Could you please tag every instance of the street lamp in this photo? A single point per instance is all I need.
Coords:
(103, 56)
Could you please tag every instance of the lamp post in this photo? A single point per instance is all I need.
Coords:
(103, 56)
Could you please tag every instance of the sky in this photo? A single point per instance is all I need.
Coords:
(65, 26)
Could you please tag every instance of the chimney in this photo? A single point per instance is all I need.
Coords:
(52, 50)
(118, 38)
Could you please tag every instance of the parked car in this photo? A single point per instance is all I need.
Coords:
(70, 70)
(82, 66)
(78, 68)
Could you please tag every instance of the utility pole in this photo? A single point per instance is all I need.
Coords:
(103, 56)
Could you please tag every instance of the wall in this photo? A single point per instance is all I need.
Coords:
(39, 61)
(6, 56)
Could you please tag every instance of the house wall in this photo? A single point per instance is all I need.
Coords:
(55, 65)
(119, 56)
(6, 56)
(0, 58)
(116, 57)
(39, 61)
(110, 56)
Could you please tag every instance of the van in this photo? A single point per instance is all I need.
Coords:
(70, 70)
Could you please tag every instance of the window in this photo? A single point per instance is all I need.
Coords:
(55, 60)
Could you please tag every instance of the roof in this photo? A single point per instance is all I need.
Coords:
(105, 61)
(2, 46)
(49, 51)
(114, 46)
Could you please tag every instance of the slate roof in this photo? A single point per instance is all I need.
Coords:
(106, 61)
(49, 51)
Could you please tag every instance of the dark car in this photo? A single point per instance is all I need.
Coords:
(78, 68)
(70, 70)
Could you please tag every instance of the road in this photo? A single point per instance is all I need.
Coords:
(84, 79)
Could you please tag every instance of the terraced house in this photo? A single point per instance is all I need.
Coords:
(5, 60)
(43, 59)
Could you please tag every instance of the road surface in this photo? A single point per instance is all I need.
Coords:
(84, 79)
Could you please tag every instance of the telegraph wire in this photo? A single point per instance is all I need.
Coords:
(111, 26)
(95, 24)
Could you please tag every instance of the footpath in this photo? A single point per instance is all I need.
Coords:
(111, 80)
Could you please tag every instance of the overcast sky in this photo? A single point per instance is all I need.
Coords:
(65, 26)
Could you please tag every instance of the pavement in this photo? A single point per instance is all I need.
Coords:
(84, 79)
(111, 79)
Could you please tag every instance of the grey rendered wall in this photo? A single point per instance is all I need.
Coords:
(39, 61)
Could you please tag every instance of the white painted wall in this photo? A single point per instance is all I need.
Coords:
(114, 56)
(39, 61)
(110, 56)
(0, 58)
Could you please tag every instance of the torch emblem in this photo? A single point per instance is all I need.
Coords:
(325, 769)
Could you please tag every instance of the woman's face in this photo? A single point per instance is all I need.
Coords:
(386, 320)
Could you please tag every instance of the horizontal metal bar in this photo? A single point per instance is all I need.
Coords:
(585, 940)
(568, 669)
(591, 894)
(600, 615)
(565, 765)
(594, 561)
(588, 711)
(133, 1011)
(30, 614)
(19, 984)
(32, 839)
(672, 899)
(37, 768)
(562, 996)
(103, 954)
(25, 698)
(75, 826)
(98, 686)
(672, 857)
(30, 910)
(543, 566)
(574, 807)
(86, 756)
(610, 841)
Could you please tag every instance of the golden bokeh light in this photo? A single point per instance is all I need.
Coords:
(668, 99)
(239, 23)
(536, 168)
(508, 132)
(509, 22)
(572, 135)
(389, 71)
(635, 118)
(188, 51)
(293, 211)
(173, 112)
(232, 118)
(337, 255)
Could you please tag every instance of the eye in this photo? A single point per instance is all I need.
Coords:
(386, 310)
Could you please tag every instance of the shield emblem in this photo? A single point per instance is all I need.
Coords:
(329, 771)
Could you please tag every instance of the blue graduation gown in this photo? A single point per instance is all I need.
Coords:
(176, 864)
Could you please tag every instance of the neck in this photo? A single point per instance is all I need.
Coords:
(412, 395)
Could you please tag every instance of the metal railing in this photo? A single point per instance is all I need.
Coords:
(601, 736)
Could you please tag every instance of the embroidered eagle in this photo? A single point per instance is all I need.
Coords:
+-------+
- [Exercise aim]: For this exercise, repeat exactly the lines of the data above from the one with "Could you please tag every instance of the horizontal" down to the one with "Could you please tag every instance of the metal", both end lines included.

- [Worked solution]:
Could you please tag every instance of the horizontal metal bar in this photo? A single point per instance is all I need.
Coords:
(585, 940)
(568, 669)
(591, 894)
(600, 615)
(565, 765)
(594, 561)
(588, 711)
(133, 1011)
(30, 614)
(19, 984)
(32, 839)
(672, 899)
(37, 768)
(562, 996)
(103, 954)
(25, 698)
(75, 826)
(98, 686)
(672, 857)
(30, 910)
(543, 566)
(574, 807)
(86, 756)
(610, 841)
Could you please tag every instance of the golden bokeh light in this photo? A single point per instance is all I need.
Coords:
(668, 99)
(239, 23)
(536, 168)
(508, 132)
(509, 22)
(572, 135)
(389, 71)
(635, 118)
(188, 51)
(293, 211)
(173, 112)
(232, 118)
(337, 255)
Could you please tag every instance of the eye in this photo? A single point per instance is all I need.
Coords:
(386, 310)
Could you please tag every instance of the shield emblem in this photo? A single point per instance is all I need.
Coords:
(329, 771)
Could you please tag every instance of the blue graduation gown in this photo? A single point per instance is all I need.
Coords:
(176, 864)
Could you please tag every instance of the neck in this photo? A single point per instance is all I need.
Coords:
(412, 395)
Could you please tag every instance of the metal railing in this photo? A single point per instance is all I need.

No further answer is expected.